Record set:
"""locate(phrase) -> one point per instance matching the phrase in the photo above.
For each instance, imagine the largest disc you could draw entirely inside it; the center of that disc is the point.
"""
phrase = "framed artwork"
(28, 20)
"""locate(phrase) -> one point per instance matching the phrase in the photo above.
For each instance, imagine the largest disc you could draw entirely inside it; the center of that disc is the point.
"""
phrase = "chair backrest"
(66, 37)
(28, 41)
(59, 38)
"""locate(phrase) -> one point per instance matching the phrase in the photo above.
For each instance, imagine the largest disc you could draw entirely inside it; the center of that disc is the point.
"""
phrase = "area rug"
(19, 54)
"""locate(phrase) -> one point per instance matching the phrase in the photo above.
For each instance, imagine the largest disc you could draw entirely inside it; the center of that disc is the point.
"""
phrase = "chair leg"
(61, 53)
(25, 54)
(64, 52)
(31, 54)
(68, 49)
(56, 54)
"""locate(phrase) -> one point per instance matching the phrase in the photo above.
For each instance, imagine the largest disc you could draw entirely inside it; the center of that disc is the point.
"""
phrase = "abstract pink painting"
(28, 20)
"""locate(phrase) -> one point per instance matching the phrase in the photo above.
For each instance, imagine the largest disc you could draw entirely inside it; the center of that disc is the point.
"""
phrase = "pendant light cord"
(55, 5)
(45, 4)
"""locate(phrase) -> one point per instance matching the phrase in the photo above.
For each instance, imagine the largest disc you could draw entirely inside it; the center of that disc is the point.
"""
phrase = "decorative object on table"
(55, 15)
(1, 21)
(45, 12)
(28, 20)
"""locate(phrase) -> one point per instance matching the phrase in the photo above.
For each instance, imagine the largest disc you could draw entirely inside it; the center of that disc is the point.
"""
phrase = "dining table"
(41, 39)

What the exercise asks: Copy all the entries verbatim.

Written solution:
"""locate(phrase) -> one point per instance matching the phrase in the photo above.
For each instance, imagine the largest disc you could draw entirely inside it; the center of that disc is the point.
"""
phrase = "framed artwork"
(28, 20)
"""locate(phrase) -> one point per instance matching the phrase in the photo above.
For each instance, imagine the largest disc you could draw entirely inside it; the center of that disc is the point.
"""
phrase = "chair backrest"
(66, 37)
(28, 41)
(59, 38)
"""locate(phrase) -> one point per instance matching the phrase in the photo above.
For each instance, imagine the largest disc you could draw entirely inside it; the center of that disc is the point.
"""
phrase = "area rug"
(19, 54)
"""locate(phrase) -> one point per instance matching the phrase in the photo above.
For each instance, imagine the largest disc you could draw entirely inside it; the center of that disc is the point.
"""
phrase = "chair leg"
(61, 53)
(25, 54)
(64, 52)
(31, 54)
(68, 49)
(56, 54)
"""locate(phrase) -> one point per instance matching the phrase in the photo above.
For each instance, imagine the largest disc you could draw entirely inside it; the center of that disc is the point.
"""
phrase = "abstract pink painting"
(28, 20)
"""locate(phrase) -> one point per instance matching the phrase in the photo above.
For each instance, imagine the largest disc you could draw entirely inside it; the center of that disc is the point.
"""
phrase = "pendant light cord"
(55, 5)
(45, 4)
"""locate(phrase) -> one point per instance matching the phrase in the photo above.
For each instance, imagine the largest disc you could draw entirely inside it; the center of that disc is the point.
"""
phrase = "decorative object on table"
(55, 15)
(1, 21)
(45, 12)
(28, 20)
"""locate(phrase) -> one point per instance matching the phrase in the photo above.
For each instance, imagine the largest disc you could draw entirely inside it; the center of that disc is the point.
"""
phrase = "dining table"
(41, 39)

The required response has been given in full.